#### Required work
The records that appear below are to be restated word for word.

#### Data

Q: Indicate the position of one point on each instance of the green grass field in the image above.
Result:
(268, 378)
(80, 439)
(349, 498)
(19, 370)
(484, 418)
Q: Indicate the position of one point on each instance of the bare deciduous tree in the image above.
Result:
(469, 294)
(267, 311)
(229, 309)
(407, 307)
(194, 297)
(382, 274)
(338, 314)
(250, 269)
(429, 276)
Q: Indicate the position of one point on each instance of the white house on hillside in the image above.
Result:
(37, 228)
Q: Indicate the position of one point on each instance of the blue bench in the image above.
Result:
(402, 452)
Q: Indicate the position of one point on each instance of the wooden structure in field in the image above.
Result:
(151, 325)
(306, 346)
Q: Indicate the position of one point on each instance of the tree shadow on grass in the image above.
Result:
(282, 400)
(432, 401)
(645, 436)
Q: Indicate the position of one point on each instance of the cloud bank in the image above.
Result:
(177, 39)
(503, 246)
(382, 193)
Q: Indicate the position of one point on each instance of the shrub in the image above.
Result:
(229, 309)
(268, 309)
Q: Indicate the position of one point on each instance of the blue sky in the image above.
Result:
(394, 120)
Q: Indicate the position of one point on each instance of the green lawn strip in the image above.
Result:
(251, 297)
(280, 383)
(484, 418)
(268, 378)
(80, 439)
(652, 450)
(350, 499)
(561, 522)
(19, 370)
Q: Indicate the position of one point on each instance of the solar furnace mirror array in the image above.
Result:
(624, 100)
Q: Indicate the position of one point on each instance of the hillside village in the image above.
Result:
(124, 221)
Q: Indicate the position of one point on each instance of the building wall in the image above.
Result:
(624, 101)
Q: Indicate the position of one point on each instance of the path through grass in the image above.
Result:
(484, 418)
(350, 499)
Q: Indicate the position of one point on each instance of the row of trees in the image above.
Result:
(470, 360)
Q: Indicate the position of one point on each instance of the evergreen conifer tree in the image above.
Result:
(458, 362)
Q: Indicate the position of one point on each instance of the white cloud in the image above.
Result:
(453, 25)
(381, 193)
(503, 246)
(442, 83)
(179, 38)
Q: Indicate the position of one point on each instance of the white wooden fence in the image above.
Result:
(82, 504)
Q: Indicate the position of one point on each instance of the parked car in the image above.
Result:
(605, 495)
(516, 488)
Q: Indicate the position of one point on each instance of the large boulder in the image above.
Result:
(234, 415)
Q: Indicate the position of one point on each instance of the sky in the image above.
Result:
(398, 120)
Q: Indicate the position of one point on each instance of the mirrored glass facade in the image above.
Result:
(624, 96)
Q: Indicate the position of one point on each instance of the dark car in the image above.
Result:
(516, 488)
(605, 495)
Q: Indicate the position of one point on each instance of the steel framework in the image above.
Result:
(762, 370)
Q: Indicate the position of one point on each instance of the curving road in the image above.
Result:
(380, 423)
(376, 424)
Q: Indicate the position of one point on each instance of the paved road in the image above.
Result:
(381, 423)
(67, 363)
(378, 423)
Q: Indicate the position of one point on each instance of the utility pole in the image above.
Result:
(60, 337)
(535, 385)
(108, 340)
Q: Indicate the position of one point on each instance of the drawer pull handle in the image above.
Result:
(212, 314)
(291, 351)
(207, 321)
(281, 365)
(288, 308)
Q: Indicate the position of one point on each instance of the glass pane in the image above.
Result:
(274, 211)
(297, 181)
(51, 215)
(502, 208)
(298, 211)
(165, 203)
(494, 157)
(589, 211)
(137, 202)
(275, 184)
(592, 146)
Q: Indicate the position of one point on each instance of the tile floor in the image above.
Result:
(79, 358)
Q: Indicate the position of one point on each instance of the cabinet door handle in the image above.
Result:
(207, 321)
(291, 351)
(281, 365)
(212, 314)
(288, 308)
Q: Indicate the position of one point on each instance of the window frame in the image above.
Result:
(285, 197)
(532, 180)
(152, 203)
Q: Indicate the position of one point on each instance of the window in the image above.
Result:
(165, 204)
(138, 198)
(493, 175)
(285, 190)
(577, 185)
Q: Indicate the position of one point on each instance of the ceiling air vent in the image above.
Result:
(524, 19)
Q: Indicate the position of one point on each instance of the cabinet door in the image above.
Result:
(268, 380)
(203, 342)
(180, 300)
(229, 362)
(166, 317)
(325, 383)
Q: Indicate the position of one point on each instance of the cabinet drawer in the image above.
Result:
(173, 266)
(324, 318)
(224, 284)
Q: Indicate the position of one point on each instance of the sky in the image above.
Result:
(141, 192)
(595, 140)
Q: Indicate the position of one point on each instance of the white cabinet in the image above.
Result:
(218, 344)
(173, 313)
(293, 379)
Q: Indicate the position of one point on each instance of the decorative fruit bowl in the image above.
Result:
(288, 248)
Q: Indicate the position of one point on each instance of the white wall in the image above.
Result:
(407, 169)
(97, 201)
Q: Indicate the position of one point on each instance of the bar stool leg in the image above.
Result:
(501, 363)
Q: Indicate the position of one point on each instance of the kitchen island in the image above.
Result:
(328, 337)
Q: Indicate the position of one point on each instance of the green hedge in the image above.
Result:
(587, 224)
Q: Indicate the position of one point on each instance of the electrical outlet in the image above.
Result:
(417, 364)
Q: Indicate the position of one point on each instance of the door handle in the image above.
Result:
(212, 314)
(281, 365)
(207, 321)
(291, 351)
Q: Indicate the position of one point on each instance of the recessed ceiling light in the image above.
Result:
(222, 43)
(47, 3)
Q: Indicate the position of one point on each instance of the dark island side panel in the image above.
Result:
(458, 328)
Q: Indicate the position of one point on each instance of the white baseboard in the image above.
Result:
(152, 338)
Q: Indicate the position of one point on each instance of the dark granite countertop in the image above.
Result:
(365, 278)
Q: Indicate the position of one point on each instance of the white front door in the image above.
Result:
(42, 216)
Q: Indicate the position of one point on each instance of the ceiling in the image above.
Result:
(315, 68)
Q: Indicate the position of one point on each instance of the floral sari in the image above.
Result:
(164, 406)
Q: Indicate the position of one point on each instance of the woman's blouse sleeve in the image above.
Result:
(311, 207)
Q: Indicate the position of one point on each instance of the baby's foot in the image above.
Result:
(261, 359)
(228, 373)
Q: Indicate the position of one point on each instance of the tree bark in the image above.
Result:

#### Solution below
Q: Indicate the position of one point on each instance of the green grass field in the image above.
Result:
(268, 378)
(80, 439)
(349, 498)
(19, 370)
(484, 418)
Q: Indicate the position of one point on each instance of the bare deciduous tree in the image above.
Result:
(469, 294)
(267, 311)
(229, 309)
(407, 307)
(194, 297)
(382, 274)
(338, 314)
(250, 269)
(429, 276)
Q: Indicate the position of one point on each instance of the white house on hillside in the image above.
Result:
(37, 228)
Q: Indicate the position of one point on each instance of the blue bench in the image above.
Result:
(402, 452)
Q: Indicate the position of one point on each instance of the wooden structure in field in the image above.
Result:
(151, 325)
(306, 346)
Q: Indicate the position of one point on each instance of the tree shadow on grass in the image above.
Result:
(282, 400)
(432, 401)
(645, 436)
Q: Indicate the position of one point on each instance of the cloud bank in the image above.
Result:
(177, 39)
(503, 246)
(382, 193)
Q: Indicate the position of one point on each instance of the shrub in the image above.
Result:
(229, 309)
(268, 309)
Q: Indicate the position of one point on each instance of the blue sky in the image above.
Result:
(394, 120)
Q: Indicate the position of one point on each instance of the green lawn strip in the image above.
Result:
(251, 297)
(280, 383)
(484, 418)
(268, 378)
(80, 439)
(652, 450)
(350, 499)
(561, 522)
(19, 370)
Q: Indicate the position of one point on each instance of the solar furnace mirror array in the image above.
Result:
(624, 100)
Q: Indicate the position of one point on each instance of the hillside village in the image above.
Result:
(124, 221)
Q: Indicate the position of one point on each instance of the building wall in the image above.
Result:
(624, 101)
Q: Indicate the position of one point on each instance of the path through grass in the image above.
Result:
(484, 418)
(350, 499)
Q: Indicate the position of one point on each instance of the row of trees in the image above.
Result:
(470, 360)
Q: Indicate the position of one point on each instance of the evergreen conifer tree in the image above.
Result:
(458, 362)
Q: Indicate the position of one point on each instance of the white cloud in the image above.
Result:
(453, 25)
(381, 193)
(503, 246)
(442, 83)
(179, 38)
Q: Indicate the position of one point on each instance of the white wooden fence in the image above.
Result:
(82, 504)
Q: Indicate the position of one point on each instance of the parked car in the image above.
Result:
(605, 495)
(516, 488)
Q: Indicate the position of one point on each instance of the large boulder in the image above.
Result:
(234, 415)
Q: Indicate the position of one point on each instance of the sky in the image above.
Result:
(398, 120)
Q: Indicate the position of one point on each instance of the mirrored glass facade in the image above.
Result:
(624, 96)
Q: Indicate the position of one point on each instance of the dark car in the image above.
Result:
(516, 488)
(605, 495)
Q: Indicate the position of one point on each instance of the steel framework in the image above.
Result:
(762, 370)
Q: Indicate the position of one point on each instance of the curving road in the image above.
Result:
(380, 423)
(376, 424)
Q: Indicate the position of one point on each instance of the paved road in the image above.
Result:
(381, 423)
(67, 363)
(378, 423)
Q: Indicate the position of one point on each instance of the utility pole in the image above.
Result:
(60, 337)
(535, 385)
(108, 340)
Q: Indicate the position of one point on each instance of the drawer pull handle in the image above.
Result:
(212, 314)
(291, 351)
(207, 321)
(281, 365)
(288, 308)
Q: Indicate the position of one point on each instance of the glass pane in the image above.
Result:
(274, 211)
(297, 181)
(51, 215)
(502, 208)
(298, 211)
(165, 203)
(494, 157)
(589, 211)
(137, 202)
(275, 184)
(592, 146)
Q: Indicate the position of one point on each instance of the tile floor in the image above.
Result:
(79, 358)
Q: Indicate the position of one point on each instance of the cabinet door handle in the image above.
Result:
(207, 321)
(291, 351)
(281, 365)
(212, 314)
(288, 308)
Q: Indicate the position of one point on each instance of the window frame in the image above.
Result:
(285, 197)
(532, 180)
(152, 203)
Q: Indicate the position of one point on each instance of the window in the image above.
Result:
(165, 204)
(138, 198)
(493, 175)
(285, 190)
(577, 185)
Q: Indicate the position of one point on each instance of the ceiling air vent in the image above.
Result:
(524, 19)
Q: Indicate the position of one point on each instance of the cabinet door in the image above.
Result:
(268, 380)
(203, 342)
(180, 300)
(229, 362)
(166, 317)
(325, 383)
Q: Indicate the position of one point on each instance of the cabinet drawer in the image above.
Result:
(173, 266)
(324, 318)
(224, 284)
Q: Indicate the position of one point on each instance of the sky in the image above.
Result:
(141, 192)
(595, 140)
Q: Indicate the position of one point on each instance of the white cabinet in the image above.
Result:
(218, 344)
(173, 313)
(293, 379)
Q: Indicate the position of one point on each instance of the decorative fruit bowl in the image above.
Result:
(288, 248)
Q: Indicate the position of one point on each instance of the white wall in the image above.
Result:
(407, 169)
(97, 201)
Q: Indicate the position of one point on each instance of the bar stool leg in the image above.
Result:
(501, 363)
Q: Indicate the position of one point on each instance of the kitchen island in the image above.
Result:
(328, 337)
Q: Indicate the position of one point on each instance of the green hedge in the image above.
Result:
(587, 224)
Q: Indicate the position of one point on each instance of the electrical outlet in the image above.
Result:
(417, 364)
Q: Indicate the position of one point on each instance of the door handle in the image above.
Result:
(212, 314)
(281, 365)
(207, 321)
(291, 351)
Q: Indicate the position of one point on each instance of the recessed ceiling light in the image above.
Result:
(222, 43)
(47, 3)
Q: Indicate the position of one point on each instance of the dark island side panel in the image above.
Result:
(458, 328)
Q: Indicate the position of one point on each instance of the white baseboard in the image above.
Result:
(152, 338)
Q: Indicate the position of one point on each instance of the dark granite countertop in the image above.
Result:
(365, 278)
Q: Indicate the position of one point on each instance of the white front door in the image above.
Result:
(42, 216)
Q: Indicate the position of one point on each instance of the ceiling in the image above.
Result:
(315, 68)
Q: Indicate the position of one point on each instance of the floral sari in the image above.
Result:
(164, 406)
Q: Indicate the position of one point on each instance of the woman's blouse sleeve in the image above.
Result:
(311, 207)
Q: Indicate the position of one point on each instance of the baby's foot in the image above.
Result:
(261, 359)
(228, 373)
Q: Indicate the position of one point on each instance of the tree bark in the image above.
Result:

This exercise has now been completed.